WHAT TO DO:
Show every line of the rows below that contains the word "mountain".

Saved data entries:
──────────────────────────────
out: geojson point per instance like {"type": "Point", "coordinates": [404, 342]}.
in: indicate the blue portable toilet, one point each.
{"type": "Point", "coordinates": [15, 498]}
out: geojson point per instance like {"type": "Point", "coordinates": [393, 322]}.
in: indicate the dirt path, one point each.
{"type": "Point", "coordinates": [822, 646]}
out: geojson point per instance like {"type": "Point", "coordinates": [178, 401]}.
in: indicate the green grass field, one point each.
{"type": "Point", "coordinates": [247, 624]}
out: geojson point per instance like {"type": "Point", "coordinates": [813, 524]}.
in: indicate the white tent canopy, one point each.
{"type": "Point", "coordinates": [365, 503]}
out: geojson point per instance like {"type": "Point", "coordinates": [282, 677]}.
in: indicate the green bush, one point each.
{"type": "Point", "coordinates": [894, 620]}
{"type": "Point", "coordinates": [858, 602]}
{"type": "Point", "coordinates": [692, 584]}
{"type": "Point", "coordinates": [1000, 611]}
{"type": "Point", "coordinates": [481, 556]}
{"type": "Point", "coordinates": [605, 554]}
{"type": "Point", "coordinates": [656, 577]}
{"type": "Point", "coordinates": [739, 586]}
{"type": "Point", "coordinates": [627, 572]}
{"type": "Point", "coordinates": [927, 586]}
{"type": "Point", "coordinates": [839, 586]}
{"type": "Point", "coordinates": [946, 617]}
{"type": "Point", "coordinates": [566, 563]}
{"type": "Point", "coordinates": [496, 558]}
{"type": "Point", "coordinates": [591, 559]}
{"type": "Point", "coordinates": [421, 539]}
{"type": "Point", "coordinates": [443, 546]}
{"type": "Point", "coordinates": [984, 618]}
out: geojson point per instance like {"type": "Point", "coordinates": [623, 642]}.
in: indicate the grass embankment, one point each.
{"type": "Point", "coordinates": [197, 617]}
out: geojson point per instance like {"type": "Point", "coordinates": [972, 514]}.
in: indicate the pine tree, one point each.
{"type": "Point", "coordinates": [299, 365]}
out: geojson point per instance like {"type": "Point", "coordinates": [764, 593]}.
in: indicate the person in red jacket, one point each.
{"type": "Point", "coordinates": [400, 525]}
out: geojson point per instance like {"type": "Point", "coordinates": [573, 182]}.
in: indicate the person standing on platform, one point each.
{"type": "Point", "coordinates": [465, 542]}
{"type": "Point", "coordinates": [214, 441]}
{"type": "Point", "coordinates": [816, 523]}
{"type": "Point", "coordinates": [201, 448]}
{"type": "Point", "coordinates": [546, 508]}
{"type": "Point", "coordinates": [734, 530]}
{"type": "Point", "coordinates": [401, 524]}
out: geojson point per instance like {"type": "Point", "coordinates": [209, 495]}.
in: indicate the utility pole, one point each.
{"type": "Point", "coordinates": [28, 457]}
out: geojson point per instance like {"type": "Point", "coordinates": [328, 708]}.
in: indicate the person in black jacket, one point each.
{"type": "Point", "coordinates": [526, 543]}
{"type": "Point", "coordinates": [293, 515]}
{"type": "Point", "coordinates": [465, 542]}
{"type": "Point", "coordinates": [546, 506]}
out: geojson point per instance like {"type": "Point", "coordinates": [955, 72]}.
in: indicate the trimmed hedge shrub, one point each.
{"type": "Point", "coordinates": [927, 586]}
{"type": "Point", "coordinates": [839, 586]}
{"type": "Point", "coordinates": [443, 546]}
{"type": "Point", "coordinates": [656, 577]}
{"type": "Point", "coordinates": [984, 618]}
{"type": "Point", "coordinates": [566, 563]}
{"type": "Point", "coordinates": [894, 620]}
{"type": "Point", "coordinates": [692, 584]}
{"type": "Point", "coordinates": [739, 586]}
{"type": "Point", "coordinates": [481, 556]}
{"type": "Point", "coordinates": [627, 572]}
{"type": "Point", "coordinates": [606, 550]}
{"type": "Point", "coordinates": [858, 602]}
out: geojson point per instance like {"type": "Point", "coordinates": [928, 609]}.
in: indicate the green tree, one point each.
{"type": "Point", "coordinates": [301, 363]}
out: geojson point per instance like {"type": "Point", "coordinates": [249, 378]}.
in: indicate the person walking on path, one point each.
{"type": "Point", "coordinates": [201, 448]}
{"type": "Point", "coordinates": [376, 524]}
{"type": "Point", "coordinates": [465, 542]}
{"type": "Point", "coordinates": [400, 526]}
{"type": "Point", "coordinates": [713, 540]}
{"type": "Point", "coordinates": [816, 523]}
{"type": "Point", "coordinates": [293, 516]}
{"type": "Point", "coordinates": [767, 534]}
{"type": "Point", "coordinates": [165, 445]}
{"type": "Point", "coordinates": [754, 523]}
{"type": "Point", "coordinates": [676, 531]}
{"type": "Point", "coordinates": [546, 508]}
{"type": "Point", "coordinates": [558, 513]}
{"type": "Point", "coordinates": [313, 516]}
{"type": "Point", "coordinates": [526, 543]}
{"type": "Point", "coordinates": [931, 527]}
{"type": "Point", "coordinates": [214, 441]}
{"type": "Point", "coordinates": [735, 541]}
──────────────────────────────
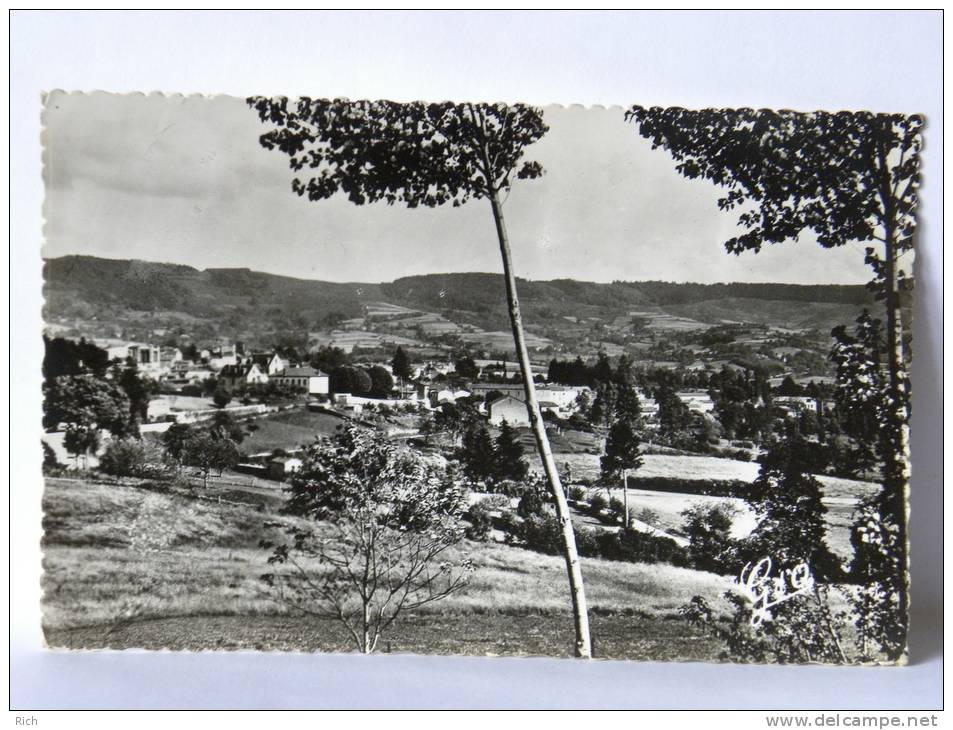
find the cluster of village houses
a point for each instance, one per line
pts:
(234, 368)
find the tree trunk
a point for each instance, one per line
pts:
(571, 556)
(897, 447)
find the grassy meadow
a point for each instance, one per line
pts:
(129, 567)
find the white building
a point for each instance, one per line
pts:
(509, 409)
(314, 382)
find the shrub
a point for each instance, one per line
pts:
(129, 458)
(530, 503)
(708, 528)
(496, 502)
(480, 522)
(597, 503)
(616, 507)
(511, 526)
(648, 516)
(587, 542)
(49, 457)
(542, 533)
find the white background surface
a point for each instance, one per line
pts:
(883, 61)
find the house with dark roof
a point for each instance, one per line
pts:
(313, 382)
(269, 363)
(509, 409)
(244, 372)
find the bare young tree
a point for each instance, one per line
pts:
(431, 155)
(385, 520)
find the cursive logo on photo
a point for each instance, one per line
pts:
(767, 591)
──────────────────────────────
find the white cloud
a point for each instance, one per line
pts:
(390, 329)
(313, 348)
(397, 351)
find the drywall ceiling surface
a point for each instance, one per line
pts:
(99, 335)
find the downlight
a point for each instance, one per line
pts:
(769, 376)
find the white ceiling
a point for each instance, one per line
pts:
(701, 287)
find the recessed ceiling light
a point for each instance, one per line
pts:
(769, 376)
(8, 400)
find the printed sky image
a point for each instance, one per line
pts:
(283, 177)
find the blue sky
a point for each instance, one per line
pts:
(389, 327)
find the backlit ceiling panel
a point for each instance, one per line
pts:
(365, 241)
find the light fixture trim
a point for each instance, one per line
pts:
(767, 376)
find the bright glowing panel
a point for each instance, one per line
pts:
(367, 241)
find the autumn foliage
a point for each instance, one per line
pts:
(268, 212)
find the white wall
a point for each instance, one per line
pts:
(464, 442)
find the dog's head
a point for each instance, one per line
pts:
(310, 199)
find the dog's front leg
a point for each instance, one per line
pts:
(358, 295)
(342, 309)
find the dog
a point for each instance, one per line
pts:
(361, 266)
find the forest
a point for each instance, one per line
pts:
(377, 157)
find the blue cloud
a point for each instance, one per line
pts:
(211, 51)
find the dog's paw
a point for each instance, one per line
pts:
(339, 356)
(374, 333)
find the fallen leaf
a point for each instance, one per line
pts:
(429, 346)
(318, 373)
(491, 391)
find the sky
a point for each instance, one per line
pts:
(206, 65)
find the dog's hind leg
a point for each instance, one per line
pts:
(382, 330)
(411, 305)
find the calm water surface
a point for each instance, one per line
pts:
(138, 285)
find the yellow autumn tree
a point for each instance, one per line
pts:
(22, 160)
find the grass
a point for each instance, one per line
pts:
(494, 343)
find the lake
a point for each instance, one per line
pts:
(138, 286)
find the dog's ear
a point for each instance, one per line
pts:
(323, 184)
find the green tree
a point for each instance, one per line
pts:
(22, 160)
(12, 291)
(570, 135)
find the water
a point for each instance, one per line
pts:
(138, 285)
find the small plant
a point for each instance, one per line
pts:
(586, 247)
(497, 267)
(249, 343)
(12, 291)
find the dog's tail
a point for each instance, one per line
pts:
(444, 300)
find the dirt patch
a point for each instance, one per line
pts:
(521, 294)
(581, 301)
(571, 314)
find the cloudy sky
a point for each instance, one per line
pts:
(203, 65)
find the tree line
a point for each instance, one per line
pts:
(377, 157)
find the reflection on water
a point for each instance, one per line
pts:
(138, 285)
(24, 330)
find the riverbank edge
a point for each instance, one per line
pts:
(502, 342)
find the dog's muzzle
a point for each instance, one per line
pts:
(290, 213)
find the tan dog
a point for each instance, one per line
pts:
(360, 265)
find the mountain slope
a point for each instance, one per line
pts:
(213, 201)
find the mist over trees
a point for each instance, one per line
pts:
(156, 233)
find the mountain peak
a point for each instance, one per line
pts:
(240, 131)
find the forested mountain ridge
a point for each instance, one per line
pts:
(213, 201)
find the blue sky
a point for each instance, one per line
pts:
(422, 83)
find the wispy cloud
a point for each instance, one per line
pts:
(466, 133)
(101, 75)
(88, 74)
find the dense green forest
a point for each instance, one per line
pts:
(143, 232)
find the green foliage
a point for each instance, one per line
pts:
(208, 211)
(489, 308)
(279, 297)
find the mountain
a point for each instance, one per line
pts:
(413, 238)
──────────────────────────────
CORRECT ANSWER:
find the mountain slope
find the mountain peak
find the forested mountain ridge
find the mountain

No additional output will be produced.